Text block:
--------------------------------------------------

Balancing speed with credibility
That is where the “science-backed” part becomes important. In categories like beauty and personal care, emotional language alone is often not enough. A product may be framed around confidence or self-expression, but buyers still expect some evidence behind the claim. That is why brands often pair lifestyle language with ingredient stories or testing. Sunsilk’s Wondermist is one example of that mix.
There is also a practical reason large brands are moving this way. Social platforms do not just shape awareness anymore. They also influence demand and product discovery. Buying intent often follows quickly. When a brand sees a clear shift in how younger consumers talk about beauty, waiting for the next planning cycle may mean missing the moment.
Unilever’s framing of culture, community, and commerce suggests it sees these signals as part of one continuous system rather than separate tasks.
This creates both promise and risk. A tighter link between social trends and product launches may help brands react faster. It may also make brand planning less stable if every short-lived signal gets treated as a major opportunity. The harder task is choosing which signals matter and which do not.
Still, the broader direction is clear. Marketing is moving closer to real-time decision-making. Cultural relevance and product timing are becoming more closely linked to sales. Unilever’s “Desire at Scale” strategy offers one view of that shift. It shows how marketing is no longer only about what a brand says in public, but also about how quickly a company can act on what it learns.

--------------------------------------------------

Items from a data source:

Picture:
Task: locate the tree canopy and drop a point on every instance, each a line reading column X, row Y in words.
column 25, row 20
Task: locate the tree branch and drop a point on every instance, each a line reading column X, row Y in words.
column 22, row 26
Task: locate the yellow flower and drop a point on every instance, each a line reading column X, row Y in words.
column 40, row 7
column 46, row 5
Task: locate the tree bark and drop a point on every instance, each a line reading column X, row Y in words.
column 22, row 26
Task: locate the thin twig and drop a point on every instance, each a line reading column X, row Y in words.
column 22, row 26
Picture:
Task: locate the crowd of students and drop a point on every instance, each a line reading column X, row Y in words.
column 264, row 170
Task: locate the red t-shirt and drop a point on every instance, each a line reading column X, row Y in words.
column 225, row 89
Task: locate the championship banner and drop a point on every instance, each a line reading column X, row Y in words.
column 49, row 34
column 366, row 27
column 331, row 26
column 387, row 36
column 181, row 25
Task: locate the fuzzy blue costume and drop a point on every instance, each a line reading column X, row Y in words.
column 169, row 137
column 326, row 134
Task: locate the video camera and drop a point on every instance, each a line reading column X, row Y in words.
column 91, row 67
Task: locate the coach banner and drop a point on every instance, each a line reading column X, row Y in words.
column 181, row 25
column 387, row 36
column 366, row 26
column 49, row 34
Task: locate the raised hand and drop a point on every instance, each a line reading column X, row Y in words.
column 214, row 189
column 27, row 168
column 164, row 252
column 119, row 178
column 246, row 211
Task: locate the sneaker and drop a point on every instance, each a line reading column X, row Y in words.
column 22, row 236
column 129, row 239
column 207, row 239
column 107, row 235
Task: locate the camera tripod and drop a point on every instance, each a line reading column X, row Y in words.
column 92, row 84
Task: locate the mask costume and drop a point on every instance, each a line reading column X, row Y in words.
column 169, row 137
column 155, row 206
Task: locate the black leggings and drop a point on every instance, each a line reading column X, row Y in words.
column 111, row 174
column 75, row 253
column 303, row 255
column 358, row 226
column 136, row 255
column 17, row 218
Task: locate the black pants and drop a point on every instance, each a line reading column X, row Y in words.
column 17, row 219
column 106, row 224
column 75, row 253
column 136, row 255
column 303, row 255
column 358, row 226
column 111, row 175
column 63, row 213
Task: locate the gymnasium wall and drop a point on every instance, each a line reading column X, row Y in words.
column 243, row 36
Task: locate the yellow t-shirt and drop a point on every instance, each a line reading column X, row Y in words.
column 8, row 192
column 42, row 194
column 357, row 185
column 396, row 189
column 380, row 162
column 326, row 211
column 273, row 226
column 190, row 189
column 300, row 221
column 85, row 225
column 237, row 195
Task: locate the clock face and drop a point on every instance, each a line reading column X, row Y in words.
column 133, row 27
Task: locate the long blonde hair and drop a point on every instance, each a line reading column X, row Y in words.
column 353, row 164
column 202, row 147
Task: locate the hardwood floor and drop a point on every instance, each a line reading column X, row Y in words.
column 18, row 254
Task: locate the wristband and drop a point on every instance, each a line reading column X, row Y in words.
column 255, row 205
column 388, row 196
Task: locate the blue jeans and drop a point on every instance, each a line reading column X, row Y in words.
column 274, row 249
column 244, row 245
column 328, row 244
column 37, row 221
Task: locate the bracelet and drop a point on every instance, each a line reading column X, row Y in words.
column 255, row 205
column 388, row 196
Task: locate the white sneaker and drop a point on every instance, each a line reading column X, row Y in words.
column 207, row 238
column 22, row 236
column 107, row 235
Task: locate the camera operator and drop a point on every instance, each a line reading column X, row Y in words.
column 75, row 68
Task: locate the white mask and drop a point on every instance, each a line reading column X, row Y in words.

--------------------------------------------------

Exercises to complete:
(1) Decide whether each statement agrees with the text on balancing speed with credibility. Answer yes or no for each, and quote the deciding words of the text.
(a) In beauty and personal care, emotional language alone is often enough to persuade buyers.
(b) Social platforms influence demand and product discovery.
(c) A tighter link between social trends and product launches may make brand planning more stable.
(2) Render this sentence from the text on balancing speed with credibility in Spanish: "Marketing is moving closer to real-time decision-making."
(3) Quote the text on balancing speed with credibility, starting at "Balancing speed with" and ending at "of that mix.".

Task results:
(1)
(a) No: "In categories like beauty and personal care, emotional language alone is often not enough."
(b) Yes: "They also influence demand and product discovery."
(c) No: "It may also make brand planning less stable if every short-lived signal gets treated as a major opportunity."

(2) El marketing se está acercando a la toma de decisiones en tiempo real.

(3)
Balancing speed with credibility
That is where the “science-backed” part becomes important. In categories like beauty and personal care, emotional language alone is often not enough. A product may be framed around confidence or self-expression, but buyers still expect some evidence behind the claim. That is why brands often pair lifestyle language with ingredient stories or testing. Sunsilk’s Wondermist is one example of that mix.